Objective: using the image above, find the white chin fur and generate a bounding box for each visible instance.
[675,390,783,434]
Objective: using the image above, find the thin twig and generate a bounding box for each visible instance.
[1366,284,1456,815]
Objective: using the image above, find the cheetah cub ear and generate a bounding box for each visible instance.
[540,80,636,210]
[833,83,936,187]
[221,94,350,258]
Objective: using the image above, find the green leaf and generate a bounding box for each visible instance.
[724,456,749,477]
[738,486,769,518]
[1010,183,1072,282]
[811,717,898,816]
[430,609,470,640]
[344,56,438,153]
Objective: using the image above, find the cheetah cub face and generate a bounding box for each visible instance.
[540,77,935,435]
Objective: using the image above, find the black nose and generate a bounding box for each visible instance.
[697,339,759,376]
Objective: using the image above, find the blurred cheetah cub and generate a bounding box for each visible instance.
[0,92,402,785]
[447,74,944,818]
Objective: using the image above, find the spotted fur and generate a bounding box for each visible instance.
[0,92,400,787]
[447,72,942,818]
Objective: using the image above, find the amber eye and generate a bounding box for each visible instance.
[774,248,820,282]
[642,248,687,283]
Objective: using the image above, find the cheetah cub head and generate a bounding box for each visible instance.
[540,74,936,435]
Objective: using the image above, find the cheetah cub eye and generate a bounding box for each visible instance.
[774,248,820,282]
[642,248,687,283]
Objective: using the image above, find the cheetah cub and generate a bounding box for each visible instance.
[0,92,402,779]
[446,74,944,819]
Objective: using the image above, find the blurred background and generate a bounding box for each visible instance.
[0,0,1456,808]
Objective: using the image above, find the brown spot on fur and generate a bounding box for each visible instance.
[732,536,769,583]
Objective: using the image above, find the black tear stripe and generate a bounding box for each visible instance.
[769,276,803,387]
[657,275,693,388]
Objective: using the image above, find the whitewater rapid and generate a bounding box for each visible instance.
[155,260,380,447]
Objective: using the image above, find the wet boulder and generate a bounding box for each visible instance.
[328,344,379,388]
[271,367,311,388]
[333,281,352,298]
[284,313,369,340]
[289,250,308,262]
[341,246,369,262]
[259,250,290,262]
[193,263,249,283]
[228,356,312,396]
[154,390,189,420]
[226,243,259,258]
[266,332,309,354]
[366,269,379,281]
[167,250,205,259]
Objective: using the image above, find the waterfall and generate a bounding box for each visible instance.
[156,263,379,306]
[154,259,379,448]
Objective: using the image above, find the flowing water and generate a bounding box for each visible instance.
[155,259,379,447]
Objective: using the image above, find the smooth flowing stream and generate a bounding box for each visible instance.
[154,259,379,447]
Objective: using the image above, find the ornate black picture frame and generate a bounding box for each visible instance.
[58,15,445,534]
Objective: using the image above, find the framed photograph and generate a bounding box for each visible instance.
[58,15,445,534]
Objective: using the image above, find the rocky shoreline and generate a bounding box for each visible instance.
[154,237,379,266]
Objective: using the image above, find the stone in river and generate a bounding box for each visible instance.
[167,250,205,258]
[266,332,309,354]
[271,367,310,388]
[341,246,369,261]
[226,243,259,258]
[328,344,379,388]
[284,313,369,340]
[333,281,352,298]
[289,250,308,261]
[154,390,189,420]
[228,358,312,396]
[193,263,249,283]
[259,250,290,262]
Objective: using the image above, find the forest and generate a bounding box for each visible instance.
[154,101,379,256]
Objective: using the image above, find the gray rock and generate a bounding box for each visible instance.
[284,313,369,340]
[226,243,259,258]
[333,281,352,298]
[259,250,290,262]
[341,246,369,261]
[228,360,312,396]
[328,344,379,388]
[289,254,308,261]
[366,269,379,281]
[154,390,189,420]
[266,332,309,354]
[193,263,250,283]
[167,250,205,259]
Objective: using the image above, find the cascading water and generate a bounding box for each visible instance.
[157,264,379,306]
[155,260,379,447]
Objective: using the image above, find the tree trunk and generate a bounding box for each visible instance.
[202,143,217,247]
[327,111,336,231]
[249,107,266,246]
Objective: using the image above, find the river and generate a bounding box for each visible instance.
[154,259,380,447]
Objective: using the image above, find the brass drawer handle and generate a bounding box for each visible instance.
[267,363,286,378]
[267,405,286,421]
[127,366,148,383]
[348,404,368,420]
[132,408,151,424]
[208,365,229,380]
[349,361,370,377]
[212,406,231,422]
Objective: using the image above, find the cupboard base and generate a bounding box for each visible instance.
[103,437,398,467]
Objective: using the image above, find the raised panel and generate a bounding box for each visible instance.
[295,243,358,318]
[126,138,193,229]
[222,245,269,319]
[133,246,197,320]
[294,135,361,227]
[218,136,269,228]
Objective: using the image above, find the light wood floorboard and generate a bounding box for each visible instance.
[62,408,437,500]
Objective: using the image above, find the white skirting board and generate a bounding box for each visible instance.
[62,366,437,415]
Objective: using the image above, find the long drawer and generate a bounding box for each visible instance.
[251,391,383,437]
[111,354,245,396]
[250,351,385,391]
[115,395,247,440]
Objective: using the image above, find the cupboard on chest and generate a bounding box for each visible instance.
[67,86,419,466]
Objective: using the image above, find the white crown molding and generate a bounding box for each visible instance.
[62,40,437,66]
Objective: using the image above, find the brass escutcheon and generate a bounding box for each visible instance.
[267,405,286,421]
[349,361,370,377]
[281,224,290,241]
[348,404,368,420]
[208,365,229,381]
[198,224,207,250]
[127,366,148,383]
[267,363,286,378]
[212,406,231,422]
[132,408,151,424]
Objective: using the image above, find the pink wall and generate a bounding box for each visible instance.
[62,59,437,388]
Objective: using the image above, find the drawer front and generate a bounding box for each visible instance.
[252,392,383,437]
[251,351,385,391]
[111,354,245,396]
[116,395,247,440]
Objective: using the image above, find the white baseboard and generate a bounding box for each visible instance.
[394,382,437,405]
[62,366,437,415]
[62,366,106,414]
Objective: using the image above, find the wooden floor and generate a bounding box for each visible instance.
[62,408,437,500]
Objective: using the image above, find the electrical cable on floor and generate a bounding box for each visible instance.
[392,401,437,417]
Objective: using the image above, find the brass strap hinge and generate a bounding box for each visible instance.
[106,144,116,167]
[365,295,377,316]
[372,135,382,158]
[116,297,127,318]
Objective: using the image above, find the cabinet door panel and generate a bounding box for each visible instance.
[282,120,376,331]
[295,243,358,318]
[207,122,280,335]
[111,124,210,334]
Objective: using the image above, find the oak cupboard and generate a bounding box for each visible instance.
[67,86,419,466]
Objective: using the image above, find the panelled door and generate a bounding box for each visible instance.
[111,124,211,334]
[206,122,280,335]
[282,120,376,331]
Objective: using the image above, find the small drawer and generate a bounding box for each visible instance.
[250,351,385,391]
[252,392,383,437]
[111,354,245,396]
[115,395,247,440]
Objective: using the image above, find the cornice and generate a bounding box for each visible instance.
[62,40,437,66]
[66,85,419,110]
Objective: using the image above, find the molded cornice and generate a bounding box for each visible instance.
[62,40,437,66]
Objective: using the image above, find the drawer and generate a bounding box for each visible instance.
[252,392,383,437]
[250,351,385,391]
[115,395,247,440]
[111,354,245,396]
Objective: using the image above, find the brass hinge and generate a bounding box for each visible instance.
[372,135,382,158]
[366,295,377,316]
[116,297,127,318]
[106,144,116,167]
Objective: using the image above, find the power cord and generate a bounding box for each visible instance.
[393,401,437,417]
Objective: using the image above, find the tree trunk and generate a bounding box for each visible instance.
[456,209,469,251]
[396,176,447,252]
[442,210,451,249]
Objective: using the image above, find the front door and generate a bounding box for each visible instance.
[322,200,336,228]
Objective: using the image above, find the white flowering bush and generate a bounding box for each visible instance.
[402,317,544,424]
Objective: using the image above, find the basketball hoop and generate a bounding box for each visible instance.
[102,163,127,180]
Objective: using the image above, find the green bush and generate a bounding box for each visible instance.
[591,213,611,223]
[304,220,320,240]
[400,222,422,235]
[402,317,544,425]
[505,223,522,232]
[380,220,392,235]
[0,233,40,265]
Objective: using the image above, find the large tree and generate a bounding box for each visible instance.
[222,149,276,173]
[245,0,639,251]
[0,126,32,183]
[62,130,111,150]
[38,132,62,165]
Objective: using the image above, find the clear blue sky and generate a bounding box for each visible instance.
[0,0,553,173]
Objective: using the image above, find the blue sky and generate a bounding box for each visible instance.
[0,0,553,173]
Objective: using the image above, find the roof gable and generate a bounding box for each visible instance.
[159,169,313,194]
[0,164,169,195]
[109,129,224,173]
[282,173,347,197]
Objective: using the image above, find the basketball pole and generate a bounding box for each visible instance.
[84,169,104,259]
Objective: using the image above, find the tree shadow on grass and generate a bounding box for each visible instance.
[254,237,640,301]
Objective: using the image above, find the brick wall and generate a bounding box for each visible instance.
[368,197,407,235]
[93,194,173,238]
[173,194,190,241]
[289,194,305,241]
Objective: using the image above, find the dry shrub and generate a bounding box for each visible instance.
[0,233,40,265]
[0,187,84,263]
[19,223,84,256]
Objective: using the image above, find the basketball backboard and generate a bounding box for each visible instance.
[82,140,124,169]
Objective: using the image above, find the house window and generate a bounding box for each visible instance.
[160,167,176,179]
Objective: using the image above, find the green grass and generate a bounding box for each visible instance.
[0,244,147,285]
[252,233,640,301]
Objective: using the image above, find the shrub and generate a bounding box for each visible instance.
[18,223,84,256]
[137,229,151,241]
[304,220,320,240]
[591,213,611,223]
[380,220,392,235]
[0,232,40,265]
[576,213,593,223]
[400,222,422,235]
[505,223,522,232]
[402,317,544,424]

○ ○ ○ ○ ○

--- TASK BRIEF ---
Return every line of the entries above that contains the word "brass". Case counts.

--- TASK RESULT ---
Objective: using the image above, find the brass drawer handle and generate a bounding box for each visible instance.
Objective: using the image above, find the brass escutcheon and generate a bounding box for each visible instance.
Objective: using the image above, find the brass strap hinge and generate a bounding box for each visible instance.
Objective: using the image above, find the brass hinge and generate a bounding box for each visible instance.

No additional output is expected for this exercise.